[Some records]

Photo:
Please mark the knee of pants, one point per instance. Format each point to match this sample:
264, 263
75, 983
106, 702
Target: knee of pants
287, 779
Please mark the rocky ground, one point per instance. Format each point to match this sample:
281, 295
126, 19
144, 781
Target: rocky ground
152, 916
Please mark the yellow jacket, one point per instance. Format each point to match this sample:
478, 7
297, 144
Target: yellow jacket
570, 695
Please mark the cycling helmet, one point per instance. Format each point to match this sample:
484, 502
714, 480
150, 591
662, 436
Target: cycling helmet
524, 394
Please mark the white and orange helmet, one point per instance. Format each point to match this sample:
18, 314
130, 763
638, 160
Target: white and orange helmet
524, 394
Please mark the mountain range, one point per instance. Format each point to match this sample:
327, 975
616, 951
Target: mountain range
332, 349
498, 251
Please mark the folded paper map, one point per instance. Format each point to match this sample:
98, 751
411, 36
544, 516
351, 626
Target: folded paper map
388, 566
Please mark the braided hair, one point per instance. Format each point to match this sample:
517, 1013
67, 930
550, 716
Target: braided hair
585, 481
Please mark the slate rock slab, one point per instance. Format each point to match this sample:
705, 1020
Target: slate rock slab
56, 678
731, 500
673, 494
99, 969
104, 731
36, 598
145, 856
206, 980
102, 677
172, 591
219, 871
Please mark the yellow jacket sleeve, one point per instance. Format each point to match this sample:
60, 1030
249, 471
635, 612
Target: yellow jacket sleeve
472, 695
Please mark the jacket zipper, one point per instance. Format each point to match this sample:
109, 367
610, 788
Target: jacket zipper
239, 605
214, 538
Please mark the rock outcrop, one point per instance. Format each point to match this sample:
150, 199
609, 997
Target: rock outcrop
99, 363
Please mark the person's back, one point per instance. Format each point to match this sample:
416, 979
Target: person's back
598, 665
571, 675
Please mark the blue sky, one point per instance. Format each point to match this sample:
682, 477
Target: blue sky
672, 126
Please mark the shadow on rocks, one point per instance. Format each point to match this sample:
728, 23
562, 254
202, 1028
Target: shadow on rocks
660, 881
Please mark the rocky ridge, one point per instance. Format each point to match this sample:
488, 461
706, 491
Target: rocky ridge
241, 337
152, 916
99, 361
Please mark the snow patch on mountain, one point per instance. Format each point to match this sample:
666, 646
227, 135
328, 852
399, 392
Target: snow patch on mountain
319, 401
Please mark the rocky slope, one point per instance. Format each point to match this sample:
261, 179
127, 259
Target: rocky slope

*Problem to work on*
Copy out every line of the data above, exactly as given.

*Solved problem*
Photo:
Please mark the knee of pants, one point per instance. Format each point to match this sample:
264, 263
75, 983
106, 702
Target: knee of pants
287, 779
Please mark the rocky ground, one point per instance. Format each point to match this sample:
281, 295
126, 19
144, 781
Target: rocky ground
152, 916
Please mark the yellow jacket, one point per instance. Format each point to match this sample:
478, 7
297, 144
Target: yellow jacket
570, 695
Please mark the cycling helmet, one point per instance. Format each point to match this sample:
484, 502
714, 480
150, 591
662, 436
Target: cycling helmet
524, 394
Please mark the white and orange helmet, one point per instance. Format each point to match this sample:
18, 314
130, 763
638, 160
Target: white and orange helmet
524, 394
Please mark the mountain range, one point per instance. Format each point to match this sample:
327, 975
616, 951
Target: mountain range
332, 349
498, 251
Please mark the folded paper map, one point per instance. Format each point to match this sample:
98, 751
411, 36
544, 516
351, 626
Target: folded paper map
388, 566
Please mark the braided hair, one point per instance. Format each point to match this sample:
517, 1013
67, 930
550, 716
Target: braided hair
585, 481
Please mark the slate rock slab, one point per instance. Format each point to match this sample:
705, 1020
Target: slate rock slab
56, 678
731, 500
673, 494
99, 969
104, 731
36, 598
145, 856
206, 980
102, 677
172, 591
219, 871
Please mark the yellow jacket sleeve, one point per instance. Format each point to match this sample:
60, 1030
249, 471
635, 612
Target: yellow jacket sleeve
472, 695
Please mark the jacket zipper, one point per instance. Format each point to match this sample:
109, 367
610, 788
Target: jacket zipper
239, 605
214, 538
Please mark the rock outcrop, one point per instance. Format each point to match this sample:
150, 199
609, 997
Target: rock outcrop
99, 363
Please mark the person's back, one point per instance. Format each point to match this sample:
416, 979
Target: person's back
598, 665
571, 675
Please mark the blue sky, one point per instance. Format each point to match this sample:
682, 477
Target: blue sky
672, 126
Please mark the shadow on rocks, one point per instance. Format each point to match this sample:
728, 23
562, 254
202, 1028
Target: shadow on rocks
660, 881
Please mark the rocky ridge, one point per instance. Format each point to match this sample:
488, 461
706, 491
Target: rocky ridge
241, 337
152, 916
99, 361
Please mark the snow patch on mountain, one point per instance. Format each point to match this sample:
666, 646
227, 135
328, 852
399, 392
Target: snow patch on mountain
319, 401
Please mark the rocky slope, one point per instance. Format each point to match this sample:
261, 179
127, 259
Target: rocky slope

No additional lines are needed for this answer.